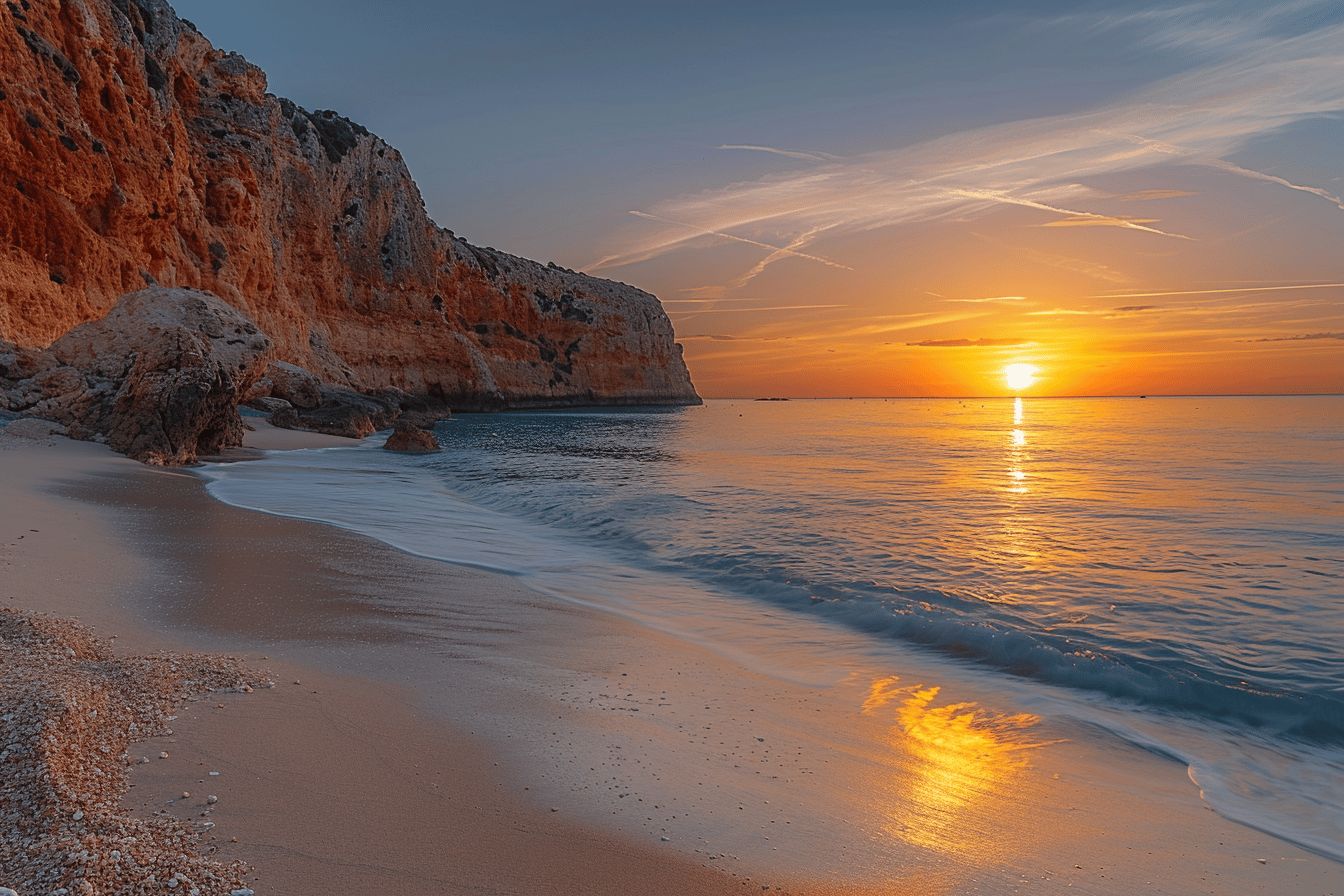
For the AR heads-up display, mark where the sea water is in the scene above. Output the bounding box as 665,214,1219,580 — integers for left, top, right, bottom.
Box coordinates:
201,396,1344,862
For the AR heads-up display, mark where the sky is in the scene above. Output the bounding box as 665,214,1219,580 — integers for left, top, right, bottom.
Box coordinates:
174,0,1344,397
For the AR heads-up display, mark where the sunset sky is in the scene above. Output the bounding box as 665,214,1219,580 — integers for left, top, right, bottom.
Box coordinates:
176,1,1344,397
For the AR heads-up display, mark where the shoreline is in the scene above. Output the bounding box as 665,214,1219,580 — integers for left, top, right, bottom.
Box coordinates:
2,422,1341,894
0,423,838,896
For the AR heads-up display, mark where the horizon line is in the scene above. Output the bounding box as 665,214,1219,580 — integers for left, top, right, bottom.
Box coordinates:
699,391,1344,401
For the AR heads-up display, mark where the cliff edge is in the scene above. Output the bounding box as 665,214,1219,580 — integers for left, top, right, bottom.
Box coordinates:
0,0,699,408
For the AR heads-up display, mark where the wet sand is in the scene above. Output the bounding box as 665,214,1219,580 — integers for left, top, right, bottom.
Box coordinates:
1,423,1341,895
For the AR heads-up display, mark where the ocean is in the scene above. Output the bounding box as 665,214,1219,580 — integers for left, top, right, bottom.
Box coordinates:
203,396,1343,862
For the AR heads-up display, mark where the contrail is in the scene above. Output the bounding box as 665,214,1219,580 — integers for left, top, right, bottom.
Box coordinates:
628,211,854,272
950,188,1193,239
1119,132,1344,211
1205,158,1344,211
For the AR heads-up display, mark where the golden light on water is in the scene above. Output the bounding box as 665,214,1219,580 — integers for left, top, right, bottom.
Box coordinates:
862,676,1053,861
1003,363,1039,393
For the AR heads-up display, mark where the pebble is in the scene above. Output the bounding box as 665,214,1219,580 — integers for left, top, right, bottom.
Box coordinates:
206,795,218,805
182,791,191,799
230,889,255,896
1,610,251,895
208,771,220,777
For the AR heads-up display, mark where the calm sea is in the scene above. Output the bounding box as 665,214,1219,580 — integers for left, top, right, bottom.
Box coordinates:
204,396,1343,860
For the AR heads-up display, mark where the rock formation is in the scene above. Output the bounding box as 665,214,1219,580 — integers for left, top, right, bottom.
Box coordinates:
0,0,699,409
0,287,270,463
269,386,401,439
383,420,440,454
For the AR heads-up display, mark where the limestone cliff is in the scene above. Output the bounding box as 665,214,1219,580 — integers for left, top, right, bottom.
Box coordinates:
0,0,699,407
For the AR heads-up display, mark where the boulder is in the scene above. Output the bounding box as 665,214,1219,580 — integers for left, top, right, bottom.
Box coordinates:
0,288,271,464
270,386,400,439
383,421,440,453
247,396,293,414
262,361,323,409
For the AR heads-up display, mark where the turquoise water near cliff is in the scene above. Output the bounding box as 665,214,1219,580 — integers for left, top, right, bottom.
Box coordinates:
202,396,1344,862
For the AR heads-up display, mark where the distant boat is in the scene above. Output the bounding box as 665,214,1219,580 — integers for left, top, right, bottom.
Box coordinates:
754,397,790,401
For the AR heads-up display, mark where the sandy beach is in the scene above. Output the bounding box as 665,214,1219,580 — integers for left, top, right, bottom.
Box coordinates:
1,422,1340,895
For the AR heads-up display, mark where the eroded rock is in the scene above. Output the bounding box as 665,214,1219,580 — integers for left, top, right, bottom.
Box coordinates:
1,288,271,464
383,421,440,453
270,386,400,439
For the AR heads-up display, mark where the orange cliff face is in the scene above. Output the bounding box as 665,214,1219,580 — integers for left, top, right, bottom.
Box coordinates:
0,0,699,408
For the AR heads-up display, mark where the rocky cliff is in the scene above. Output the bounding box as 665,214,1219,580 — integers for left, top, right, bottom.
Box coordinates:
0,0,699,408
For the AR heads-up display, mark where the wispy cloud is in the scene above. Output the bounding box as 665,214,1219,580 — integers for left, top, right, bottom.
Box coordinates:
591,14,1344,282
1112,188,1198,201
718,144,843,163
590,210,854,275
929,292,1028,304
907,337,1031,347
950,188,1193,238
1040,215,1162,230
1120,134,1344,210
1248,331,1344,342
1093,282,1344,299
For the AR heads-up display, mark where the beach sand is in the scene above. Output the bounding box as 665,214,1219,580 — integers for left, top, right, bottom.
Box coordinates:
1,423,1340,895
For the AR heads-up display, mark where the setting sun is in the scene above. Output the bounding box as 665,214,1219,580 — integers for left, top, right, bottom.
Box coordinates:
1003,363,1039,393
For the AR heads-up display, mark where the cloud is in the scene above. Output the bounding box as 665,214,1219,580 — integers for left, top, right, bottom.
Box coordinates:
1093,282,1344,299
1040,215,1162,229
907,337,1031,347
1112,304,1162,312
590,210,854,275
1119,134,1344,211
590,15,1344,280
1112,188,1198,201
718,144,843,163
1248,331,1344,342
931,293,1028,304
950,188,1193,239
1032,2,1331,54
1027,308,1097,316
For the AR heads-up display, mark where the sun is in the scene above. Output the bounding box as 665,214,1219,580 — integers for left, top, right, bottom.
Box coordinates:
1003,363,1039,393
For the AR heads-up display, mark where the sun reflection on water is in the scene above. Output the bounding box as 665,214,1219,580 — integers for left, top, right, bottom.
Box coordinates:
1007,398,1028,493
862,675,1053,861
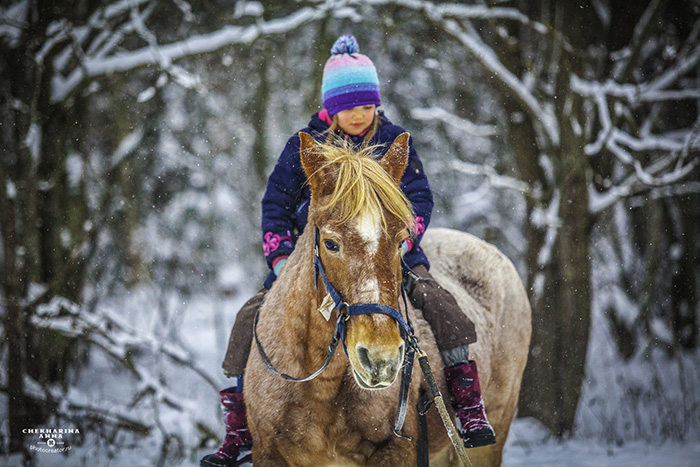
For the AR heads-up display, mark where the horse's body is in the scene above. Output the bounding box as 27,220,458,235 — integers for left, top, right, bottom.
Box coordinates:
418,228,532,466
245,134,531,466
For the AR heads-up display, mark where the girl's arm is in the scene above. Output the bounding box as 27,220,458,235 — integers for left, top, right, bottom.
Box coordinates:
261,136,307,273
400,134,433,251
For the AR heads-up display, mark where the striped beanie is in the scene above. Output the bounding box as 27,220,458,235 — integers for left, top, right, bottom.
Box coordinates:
321,35,381,116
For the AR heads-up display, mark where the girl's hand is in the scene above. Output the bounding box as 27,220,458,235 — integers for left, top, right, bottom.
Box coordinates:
273,258,288,276
400,239,412,257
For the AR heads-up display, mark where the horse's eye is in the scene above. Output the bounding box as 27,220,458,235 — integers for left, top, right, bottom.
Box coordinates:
324,239,340,252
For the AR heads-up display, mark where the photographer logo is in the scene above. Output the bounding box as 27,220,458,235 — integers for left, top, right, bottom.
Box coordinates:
23,427,78,453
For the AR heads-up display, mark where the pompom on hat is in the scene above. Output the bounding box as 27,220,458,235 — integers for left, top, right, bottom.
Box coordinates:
321,35,381,116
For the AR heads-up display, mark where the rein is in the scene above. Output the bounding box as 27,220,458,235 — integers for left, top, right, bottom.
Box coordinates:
252,227,472,466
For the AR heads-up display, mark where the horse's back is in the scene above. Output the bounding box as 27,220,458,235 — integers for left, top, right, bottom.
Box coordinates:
420,228,532,466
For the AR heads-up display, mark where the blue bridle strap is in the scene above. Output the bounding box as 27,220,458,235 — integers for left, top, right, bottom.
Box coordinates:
313,227,417,438
313,228,414,345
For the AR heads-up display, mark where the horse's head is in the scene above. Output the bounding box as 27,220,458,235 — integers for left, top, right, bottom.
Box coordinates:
300,132,413,390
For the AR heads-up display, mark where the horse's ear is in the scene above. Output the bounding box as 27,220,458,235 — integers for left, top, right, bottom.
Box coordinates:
299,132,326,195
380,132,410,184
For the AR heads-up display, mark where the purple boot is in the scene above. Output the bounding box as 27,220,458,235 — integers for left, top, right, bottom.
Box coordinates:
200,386,252,467
444,360,496,448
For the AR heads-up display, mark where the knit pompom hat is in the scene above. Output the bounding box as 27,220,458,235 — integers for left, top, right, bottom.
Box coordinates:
321,35,381,116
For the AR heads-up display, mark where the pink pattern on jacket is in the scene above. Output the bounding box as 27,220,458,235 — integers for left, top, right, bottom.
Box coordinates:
263,231,292,257
414,216,426,237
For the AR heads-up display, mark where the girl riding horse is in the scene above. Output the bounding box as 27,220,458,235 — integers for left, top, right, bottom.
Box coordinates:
201,35,494,467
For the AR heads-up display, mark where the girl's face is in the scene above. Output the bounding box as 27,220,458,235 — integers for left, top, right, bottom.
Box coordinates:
336,105,376,135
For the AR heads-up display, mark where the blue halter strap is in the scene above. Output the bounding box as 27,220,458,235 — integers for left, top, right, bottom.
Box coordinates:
314,228,414,348
314,228,417,438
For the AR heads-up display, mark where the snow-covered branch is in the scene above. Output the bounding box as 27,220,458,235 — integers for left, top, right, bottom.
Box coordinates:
614,128,700,154
355,0,549,34
599,131,699,202
572,76,700,103
644,43,700,94
436,19,559,146
451,160,532,195
573,71,700,208
411,106,497,136
530,190,561,303
589,151,700,214
584,90,614,156
50,1,336,102
33,296,220,392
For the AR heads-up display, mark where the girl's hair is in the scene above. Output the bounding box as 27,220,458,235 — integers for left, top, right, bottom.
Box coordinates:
325,110,379,146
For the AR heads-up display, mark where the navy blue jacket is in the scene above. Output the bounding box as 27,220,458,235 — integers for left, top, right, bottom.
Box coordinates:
261,111,433,289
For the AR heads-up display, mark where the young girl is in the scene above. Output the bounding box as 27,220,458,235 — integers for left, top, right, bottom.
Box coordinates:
201,36,494,467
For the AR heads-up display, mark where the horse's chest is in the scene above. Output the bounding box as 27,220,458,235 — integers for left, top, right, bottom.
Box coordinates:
277,385,394,465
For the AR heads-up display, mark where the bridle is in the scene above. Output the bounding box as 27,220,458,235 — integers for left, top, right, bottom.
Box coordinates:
253,227,419,438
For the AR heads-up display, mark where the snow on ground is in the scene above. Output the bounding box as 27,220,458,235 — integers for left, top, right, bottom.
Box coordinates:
502,417,700,467
2,282,698,466
503,437,700,466
7,418,699,466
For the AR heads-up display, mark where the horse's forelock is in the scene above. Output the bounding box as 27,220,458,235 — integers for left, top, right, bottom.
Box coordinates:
311,140,415,234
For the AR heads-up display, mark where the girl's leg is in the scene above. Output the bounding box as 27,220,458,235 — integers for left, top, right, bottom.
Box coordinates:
406,265,476,353
406,264,495,448
201,288,267,467
222,288,268,376
200,381,252,467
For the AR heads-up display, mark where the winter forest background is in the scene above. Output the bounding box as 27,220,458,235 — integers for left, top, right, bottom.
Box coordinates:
1,0,700,465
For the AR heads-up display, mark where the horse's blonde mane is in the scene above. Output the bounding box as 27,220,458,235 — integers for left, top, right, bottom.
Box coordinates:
311,139,414,233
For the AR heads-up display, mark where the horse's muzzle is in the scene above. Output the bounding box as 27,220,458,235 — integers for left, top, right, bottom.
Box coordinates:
351,341,405,390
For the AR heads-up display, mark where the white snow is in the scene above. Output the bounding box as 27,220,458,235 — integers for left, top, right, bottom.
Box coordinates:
24,123,41,162
234,1,264,18
504,420,700,467
111,127,144,169
412,106,497,137
136,86,156,103
0,1,28,46
50,3,337,102
438,19,560,146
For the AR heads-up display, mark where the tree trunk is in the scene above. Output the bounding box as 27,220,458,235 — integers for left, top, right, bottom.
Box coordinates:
1,45,33,455
516,1,593,436
0,3,92,451
0,180,29,454
673,195,699,349
518,95,592,436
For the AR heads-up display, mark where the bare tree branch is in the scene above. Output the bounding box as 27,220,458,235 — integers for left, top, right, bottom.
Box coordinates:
411,106,497,136
613,0,665,81
451,160,532,195
51,1,337,102
436,18,559,145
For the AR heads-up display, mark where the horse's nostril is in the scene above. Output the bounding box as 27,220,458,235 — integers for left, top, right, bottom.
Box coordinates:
357,345,372,371
356,343,402,379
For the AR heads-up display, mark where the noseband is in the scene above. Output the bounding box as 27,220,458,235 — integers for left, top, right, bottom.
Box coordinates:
253,227,419,437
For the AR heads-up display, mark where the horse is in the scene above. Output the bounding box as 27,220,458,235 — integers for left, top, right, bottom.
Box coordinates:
244,132,532,466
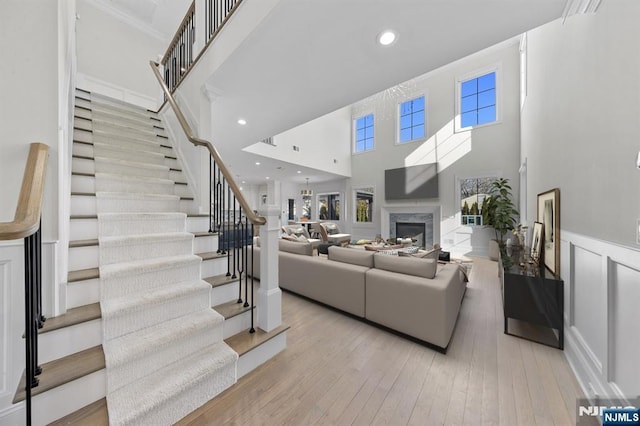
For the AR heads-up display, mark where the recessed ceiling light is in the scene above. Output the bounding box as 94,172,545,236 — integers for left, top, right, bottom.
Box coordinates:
255,162,260,166
237,119,247,125
297,170,302,174
241,181,246,184
265,176,270,180
378,30,397,46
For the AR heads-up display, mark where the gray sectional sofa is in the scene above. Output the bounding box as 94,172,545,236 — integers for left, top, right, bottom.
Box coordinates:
252,240,467,350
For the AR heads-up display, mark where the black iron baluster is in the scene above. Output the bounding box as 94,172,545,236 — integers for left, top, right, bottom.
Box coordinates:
208,156,213,233
250,223,255,333
243,216,249,308
225,181,231,276
232,196,237,280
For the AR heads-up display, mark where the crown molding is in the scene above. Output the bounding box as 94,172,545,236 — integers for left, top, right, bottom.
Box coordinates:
562,0,603,22
85,0,168,42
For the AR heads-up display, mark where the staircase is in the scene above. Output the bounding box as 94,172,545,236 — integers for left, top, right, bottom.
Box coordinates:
9,89,287,425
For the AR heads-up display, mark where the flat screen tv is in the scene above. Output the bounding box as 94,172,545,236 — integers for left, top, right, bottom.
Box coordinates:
385,163,438,200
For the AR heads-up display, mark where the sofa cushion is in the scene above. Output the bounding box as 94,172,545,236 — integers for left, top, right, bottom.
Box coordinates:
374,252,437,279
328,246,375,268
279,238,313,256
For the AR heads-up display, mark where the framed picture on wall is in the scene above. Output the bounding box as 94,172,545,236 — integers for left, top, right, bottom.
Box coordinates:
537,188,560,275
530,221,544,264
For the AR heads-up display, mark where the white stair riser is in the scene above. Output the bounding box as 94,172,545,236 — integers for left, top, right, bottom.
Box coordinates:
237,332,287,379
187,216,210,233
71,174,95,194
222,310,253,339
99,213,186,237
107,321,224,393
95,161,170,180
211,280,241,305
72,157,94,175
94,144,166,166
74,108,91,120
87,100,156,120
73,129,92,144
179,199,198,214
95,174,173,194
72,142,93,158
97,195,179,213
68,245,99,271
202,256,229,279
67,278,100,308
93,121,160,137
174,183,191,197
71,195,96,216
33,370,106,426
39,319,102,364
101,259,201,299
69,217,98,241
194,235,217,253
91,112,158,130
93,132,162,150
100,236,193,265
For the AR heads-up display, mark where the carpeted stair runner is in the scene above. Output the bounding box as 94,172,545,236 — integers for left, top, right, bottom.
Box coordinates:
87,93,237,425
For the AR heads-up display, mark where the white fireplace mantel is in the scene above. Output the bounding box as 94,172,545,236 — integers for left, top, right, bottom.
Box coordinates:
381,204,441,245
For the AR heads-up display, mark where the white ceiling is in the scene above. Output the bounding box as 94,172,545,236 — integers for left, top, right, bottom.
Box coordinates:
104,0,569,185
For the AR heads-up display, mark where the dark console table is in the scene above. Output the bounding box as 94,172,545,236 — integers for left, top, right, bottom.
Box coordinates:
499,248,564,349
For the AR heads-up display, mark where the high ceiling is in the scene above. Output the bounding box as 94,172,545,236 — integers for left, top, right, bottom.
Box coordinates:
101,0,570,185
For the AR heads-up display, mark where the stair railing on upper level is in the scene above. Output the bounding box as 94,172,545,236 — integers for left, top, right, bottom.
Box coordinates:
0,143,49,426
150,60,264,333
161,0,243,94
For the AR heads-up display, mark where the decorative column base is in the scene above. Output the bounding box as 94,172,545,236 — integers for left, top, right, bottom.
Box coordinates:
258,287,282,332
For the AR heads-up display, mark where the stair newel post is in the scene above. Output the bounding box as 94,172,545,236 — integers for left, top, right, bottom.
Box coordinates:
208,156,213,233
231,196,237,280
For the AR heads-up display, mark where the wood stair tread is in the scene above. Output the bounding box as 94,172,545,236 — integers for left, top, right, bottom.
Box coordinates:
193,231,217,237
225,324,290,357
13,345,105,403
68,268,99,282
213,301,253,320
49,398,108,426
204,274,239,288
197,251,227,261
69,239,98,248
39,303,101,335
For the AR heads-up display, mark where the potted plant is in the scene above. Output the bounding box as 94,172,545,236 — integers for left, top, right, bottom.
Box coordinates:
484,178,519,260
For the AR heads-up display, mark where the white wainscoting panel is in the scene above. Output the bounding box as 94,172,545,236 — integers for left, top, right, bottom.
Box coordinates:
76,73,159,110
572,246,606,372
610,261,640,397
562,230,640,403
1,260,9,396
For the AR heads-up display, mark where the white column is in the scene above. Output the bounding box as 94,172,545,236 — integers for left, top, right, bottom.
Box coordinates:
257,205,282,332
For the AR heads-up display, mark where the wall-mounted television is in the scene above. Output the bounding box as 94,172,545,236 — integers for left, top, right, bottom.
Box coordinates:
384,163,438,200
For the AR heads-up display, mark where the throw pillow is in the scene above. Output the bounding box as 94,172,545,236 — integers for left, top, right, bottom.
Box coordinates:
282,235,298,242
323,223,339,235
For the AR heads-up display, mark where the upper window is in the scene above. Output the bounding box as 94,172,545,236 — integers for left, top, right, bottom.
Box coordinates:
398,96,425,143
354,114,374,153
460,71,497,128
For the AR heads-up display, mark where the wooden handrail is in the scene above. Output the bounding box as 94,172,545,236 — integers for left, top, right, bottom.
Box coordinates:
0,143,49,240
149,61,266,226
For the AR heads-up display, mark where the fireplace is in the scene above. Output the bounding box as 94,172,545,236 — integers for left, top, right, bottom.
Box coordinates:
396,222,426,248
382,206,439,249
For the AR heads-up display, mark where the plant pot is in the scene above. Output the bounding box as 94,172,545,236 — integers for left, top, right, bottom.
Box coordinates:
488,239,500,261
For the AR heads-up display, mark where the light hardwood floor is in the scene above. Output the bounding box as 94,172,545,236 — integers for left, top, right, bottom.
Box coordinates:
177,257,586,425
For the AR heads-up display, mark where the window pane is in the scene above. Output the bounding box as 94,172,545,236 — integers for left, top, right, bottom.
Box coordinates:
461,95,477,113
400,115,412,130
412,111,424,126
356,140,364,152
356,117,365,130
478,89,495,108
477,106,496,124
365,138,374,150
364,127,373,139
412,124,425,139
400,101,412,115
412,96,424,112
478,72,496,91
461,111,477,128
364,114,373,126
356,129,365,141
461,79,477,97
400,128,412,142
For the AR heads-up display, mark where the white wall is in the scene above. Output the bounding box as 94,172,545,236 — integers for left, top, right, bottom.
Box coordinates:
243,107,352,178
76,0,165,102
349,42,522,253
522,1,640,401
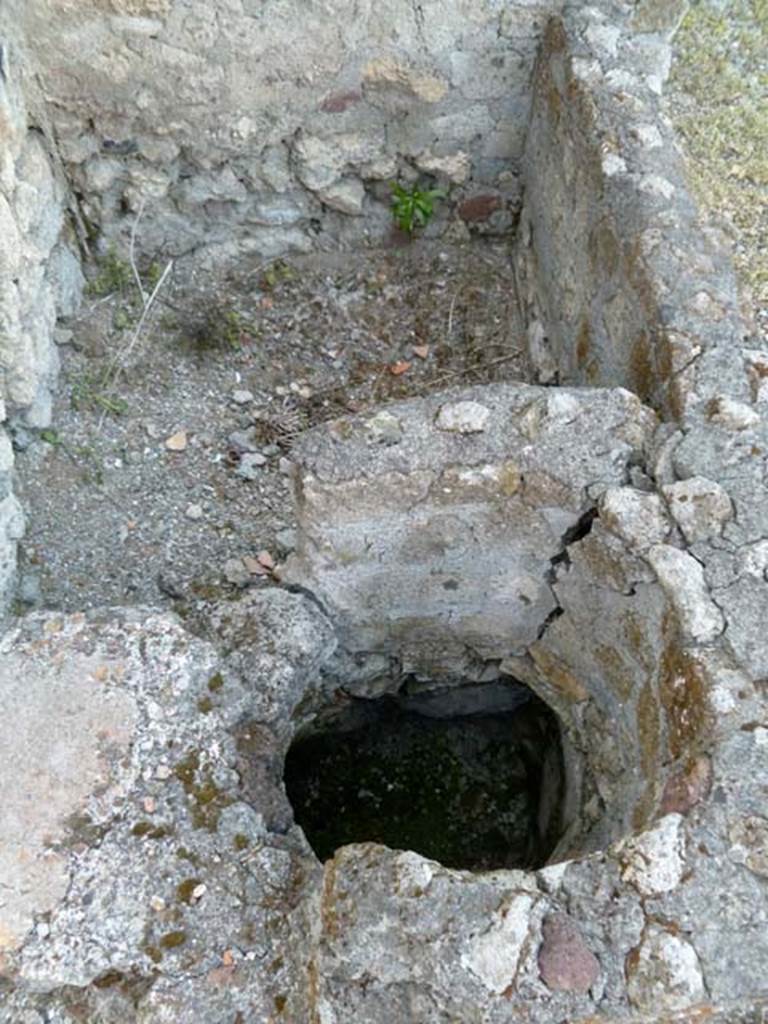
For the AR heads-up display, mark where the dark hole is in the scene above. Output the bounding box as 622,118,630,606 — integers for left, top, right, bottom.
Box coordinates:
284,680,564,871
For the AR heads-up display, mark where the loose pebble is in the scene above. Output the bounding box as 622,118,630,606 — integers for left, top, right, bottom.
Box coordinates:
165,430,188,452
232,389,255,405
236,453,268,480
223,558,250,586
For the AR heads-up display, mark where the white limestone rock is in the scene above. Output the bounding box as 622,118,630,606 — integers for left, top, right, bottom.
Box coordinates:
436,400,491,434
618,813,686,896
647,544,725,643
600,487,670,551
627,927,705,1013
663,476,733,543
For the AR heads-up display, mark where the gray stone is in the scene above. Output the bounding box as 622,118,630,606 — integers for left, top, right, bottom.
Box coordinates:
663,476,734,543
316,177,366,215
235,452,267,479
228,428,260,453
364,409,403,446
275,527,298,555
435,399,491,434
223,557,250,585
231,388,254,405
647,544,724,643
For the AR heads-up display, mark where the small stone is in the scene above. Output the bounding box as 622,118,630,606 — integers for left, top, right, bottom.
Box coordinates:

::::

== Exercise directions ==
Only lines containing "ceiling" belong in the answer; copy every such line from the records.

== Written answer ==
For the AR heads-up display, mark where the recessed ceiling light is in the scene above. Output the bounding box as 94,172,545,236 — integers for left, top, right, bottom.
For the AR heads-up display, mark where the white ceiling is in the scene above. Output the bounding box as 94,172,545,236 — integers for left, top, right, bottom.
For the AR heads-up display, mark where the high ceiling is in the scene above. Output the bounding box as 94,172,545,236 — integers for left, top, right, bottom.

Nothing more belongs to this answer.